Problem statement. Copy the line containing "Practice. Identify the sleeping", then all lines after it up to and including the final line of the material, exactly and without additions.

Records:
------------------------------
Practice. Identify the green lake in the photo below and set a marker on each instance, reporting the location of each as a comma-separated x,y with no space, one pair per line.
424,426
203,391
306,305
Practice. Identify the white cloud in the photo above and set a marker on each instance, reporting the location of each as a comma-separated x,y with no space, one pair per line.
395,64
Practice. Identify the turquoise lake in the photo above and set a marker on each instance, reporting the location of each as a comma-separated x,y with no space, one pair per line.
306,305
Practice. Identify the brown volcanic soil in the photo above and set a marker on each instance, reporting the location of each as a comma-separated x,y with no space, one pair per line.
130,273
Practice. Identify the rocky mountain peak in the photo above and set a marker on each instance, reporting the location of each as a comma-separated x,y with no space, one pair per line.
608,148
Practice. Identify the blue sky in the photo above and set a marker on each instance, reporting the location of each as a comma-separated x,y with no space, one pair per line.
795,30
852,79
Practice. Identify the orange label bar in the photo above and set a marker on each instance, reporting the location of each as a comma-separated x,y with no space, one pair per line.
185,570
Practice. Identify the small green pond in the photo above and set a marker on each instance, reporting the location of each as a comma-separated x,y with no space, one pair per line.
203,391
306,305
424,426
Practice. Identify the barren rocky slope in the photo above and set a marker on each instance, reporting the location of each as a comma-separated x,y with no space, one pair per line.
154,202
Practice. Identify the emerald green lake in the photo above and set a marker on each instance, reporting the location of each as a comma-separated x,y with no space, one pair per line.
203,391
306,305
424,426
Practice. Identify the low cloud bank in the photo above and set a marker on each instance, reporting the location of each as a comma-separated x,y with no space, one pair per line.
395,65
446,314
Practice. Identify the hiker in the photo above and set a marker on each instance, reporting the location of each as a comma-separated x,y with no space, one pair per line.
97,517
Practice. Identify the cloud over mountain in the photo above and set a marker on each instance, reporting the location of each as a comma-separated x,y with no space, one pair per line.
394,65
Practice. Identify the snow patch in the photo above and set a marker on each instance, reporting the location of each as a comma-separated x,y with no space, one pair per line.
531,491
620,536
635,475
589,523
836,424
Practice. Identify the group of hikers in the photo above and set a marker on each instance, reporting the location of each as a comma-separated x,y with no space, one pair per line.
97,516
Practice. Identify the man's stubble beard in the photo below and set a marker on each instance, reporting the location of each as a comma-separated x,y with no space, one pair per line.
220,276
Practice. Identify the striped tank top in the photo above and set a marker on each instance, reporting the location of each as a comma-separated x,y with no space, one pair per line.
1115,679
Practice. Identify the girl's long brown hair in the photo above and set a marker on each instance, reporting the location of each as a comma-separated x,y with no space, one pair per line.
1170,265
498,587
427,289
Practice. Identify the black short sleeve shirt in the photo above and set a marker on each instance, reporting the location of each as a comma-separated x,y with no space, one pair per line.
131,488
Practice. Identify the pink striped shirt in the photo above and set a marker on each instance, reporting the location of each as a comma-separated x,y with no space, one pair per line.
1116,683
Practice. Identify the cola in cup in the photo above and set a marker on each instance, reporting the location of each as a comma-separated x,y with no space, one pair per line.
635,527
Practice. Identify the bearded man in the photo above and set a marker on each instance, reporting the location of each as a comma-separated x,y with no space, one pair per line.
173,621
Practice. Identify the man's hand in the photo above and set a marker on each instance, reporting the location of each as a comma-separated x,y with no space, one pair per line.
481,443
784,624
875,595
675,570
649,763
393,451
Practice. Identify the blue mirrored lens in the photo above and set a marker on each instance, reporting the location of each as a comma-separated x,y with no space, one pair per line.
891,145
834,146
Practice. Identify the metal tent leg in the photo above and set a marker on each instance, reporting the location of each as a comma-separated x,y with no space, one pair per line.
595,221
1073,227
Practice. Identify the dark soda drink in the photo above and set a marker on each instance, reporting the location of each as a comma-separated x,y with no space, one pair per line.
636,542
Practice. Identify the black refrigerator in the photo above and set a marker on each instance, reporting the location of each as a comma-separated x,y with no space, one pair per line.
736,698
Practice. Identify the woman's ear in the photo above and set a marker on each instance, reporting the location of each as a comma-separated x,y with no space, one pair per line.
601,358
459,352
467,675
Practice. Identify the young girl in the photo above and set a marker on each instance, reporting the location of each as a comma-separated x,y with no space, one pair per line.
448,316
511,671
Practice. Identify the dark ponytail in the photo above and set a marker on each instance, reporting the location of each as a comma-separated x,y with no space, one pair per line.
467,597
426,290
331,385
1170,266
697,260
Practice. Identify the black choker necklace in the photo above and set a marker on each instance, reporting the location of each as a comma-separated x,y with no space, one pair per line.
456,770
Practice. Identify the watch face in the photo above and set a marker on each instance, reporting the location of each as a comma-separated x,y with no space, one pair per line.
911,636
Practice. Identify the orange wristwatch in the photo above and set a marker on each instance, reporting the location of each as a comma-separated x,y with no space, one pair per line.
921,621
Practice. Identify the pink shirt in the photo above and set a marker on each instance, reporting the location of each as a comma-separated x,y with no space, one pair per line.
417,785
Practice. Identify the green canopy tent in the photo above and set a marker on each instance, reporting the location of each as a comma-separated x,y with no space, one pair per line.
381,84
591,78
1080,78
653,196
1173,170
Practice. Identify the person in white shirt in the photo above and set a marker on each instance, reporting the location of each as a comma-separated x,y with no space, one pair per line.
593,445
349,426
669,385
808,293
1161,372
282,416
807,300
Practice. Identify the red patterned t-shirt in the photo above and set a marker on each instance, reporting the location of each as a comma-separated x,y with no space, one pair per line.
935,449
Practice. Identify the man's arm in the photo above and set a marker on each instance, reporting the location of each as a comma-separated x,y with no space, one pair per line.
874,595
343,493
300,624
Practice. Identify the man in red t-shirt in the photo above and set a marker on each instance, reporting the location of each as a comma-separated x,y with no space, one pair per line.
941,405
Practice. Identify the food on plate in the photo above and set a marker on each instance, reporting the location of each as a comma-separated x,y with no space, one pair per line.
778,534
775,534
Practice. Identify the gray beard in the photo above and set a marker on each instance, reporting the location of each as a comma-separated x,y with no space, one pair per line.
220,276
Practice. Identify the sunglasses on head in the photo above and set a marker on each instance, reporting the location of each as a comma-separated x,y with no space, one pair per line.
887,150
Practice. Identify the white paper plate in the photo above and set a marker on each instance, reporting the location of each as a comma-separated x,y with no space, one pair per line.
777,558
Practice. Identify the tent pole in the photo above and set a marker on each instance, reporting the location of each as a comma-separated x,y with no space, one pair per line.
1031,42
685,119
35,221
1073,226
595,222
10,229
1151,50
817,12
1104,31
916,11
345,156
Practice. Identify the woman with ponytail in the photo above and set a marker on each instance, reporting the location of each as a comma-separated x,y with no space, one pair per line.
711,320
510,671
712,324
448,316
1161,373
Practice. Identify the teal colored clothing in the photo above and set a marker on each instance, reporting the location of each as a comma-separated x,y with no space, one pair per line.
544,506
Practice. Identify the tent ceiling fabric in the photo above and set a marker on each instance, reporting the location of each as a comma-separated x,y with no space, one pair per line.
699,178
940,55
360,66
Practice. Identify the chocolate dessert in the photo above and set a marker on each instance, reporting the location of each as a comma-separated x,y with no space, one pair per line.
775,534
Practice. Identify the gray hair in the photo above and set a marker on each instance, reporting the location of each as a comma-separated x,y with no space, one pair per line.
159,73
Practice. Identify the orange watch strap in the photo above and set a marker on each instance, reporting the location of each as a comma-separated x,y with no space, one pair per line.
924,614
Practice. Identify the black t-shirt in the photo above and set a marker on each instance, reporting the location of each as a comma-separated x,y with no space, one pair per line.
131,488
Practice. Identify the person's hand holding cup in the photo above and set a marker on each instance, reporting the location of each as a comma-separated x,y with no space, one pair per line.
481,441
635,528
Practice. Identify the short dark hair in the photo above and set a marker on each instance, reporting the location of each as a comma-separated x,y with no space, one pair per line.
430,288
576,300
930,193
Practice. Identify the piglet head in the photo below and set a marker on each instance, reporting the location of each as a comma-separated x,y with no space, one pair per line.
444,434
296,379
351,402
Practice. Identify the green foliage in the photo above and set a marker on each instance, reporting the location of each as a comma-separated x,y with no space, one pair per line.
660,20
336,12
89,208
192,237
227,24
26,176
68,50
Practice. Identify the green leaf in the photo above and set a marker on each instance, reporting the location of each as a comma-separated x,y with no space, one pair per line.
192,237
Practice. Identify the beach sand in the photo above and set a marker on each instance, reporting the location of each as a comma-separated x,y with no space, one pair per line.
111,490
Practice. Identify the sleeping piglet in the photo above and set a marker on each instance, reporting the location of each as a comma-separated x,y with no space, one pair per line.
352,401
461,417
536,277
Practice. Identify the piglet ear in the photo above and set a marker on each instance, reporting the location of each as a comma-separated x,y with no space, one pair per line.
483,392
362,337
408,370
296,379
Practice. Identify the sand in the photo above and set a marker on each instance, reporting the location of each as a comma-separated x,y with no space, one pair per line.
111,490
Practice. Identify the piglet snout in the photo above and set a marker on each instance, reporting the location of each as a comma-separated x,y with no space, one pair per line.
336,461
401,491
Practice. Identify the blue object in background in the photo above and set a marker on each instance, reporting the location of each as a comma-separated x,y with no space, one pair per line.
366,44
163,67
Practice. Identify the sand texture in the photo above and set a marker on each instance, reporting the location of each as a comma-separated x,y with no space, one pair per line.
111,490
------------------------------
Solution to this problem.
Practice. Identify the sleeping piglet in the photo above and set a marker on each instance, reporting the location of each as a comma-separated x,y with no space, one pair per line.
352,401
461,417
536,277
Practice. Identify the piglet ear in the photo above and set a marker on each instance, reporting the location of each as a comma-separated x,y with no space, one pair per line.
483,392
362,337
408,370
296,379
Practice. Identify the sand in the photo above and set a marker on each instance, reporting the location of each as a comma-separated x,y with no space, one pair per line.
111,490
Practice. Identify the piglet snout in the photo above and set a marker on each instance, reporting the location of each as a comma-separated x,y with no space, one pair per line.
336,461
401,491
Practice. Identify the blue object in background in the photo above and set a marker on each instance, reporting the location of each as a comma-separated x,y with no space, one pair per line.
366,44
163,67
Practice. Identify the sand texture in the photo above and set a marker on each instance, reporting the location of each as a comma-separated x,y with no space, one pair per line.
111,490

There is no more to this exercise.